*TEXT SECTION:*
>>>>>

Disclaimer: The author has been one of the advisors to the AI Summit for GDC since 2020, meaning they have an influence on the talks that appear at the event and support speakers in preparing their final presentations.
The Post-Mortem on Kojima Productions’ ‘Death Stranding’
Death Stranding is effectively a big-budget walking simulator, where players deliver packages to waystations across a desolate yet hauntingly beautiful post-apocalyptic America (that could easily be mistaken for Iceland, given the artistic inspiration). Given that players are walking across these rough and rugged landscapes, it’s expected that AI-controlled non-player characters (NPCs) will do the same. The Mules and Demens you will come across are intent on hunting you down and stealing your precious cargo, but if they can’t figure out how to reach you, then they wouldn’t be doing a particularly good job, now would they?
Typically for characters to move around the world, we need a navigation mesh to be running in the game that will enable us to calculate the available area within which an NPC can move around. So if you need a character to move to a particular location, it can then run a pathfinding algorithm on the navigation mesh to figure out how to get there. But navigation meshes are reliant on nice, flat, undisturbed areas of ground. So how does having a lot of rocky, realistic terrain in the likes of Death Stranding get in the way of the navigation mesh working as intended?

<<<<<

*DATASET:*

>>>>>

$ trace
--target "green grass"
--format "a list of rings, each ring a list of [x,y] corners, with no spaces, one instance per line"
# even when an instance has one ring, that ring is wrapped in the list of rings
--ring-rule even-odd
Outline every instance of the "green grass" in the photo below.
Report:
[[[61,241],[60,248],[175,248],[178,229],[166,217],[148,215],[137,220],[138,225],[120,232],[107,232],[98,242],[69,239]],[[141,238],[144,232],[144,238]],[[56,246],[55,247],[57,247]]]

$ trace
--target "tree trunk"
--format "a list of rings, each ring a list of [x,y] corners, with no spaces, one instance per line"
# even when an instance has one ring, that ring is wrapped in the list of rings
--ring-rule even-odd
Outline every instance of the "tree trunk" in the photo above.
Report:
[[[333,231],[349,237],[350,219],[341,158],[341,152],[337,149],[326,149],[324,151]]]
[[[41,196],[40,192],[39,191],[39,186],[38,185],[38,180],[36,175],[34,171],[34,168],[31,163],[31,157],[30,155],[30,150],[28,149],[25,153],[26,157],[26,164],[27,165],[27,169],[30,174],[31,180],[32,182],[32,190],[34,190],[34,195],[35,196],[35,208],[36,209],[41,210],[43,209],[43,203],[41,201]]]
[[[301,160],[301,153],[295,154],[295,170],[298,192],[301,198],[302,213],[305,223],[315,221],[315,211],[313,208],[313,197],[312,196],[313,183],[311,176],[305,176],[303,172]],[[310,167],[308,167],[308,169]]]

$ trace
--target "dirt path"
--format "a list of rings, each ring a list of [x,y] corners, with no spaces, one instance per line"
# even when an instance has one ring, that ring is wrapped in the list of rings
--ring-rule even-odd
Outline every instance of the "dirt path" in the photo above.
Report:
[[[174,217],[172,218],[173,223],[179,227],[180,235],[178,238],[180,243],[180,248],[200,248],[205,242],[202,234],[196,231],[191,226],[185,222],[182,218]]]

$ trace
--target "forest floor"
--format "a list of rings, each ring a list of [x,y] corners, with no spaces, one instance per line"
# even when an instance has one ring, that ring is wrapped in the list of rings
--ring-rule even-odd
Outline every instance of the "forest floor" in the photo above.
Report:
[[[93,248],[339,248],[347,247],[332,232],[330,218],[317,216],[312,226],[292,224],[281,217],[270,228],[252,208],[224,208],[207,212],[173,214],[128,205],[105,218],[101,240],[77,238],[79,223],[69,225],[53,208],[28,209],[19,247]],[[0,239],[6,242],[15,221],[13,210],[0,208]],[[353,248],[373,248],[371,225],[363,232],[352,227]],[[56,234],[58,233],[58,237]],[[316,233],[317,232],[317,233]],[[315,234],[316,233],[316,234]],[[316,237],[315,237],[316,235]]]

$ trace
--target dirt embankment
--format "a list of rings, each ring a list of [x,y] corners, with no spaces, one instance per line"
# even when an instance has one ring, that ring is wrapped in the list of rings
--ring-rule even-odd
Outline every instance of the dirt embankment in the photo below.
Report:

<<<<<

*YOUR GOAL:* Please condense the paragraph of the Death Stranding post-mortem that begins "Typically for characters to move around the world" into a short bulleted list that keeps its main facts. Work from the Death Stranding post-mortem alone, not from the data.

*FULL ANSWER:*
- NPCs usually need a navigation mesh running in the game, which calculates the area they can move within.
- To send a character to a particular location, a pathfinding algorithm runs on that mesh to work out the route.
- Navigation meshes rely on nice, flat, undisturbed ground.
- This raises the question of how the rocky, realistic terrain in Death Stranding keeps the navigation mesh from working as intended.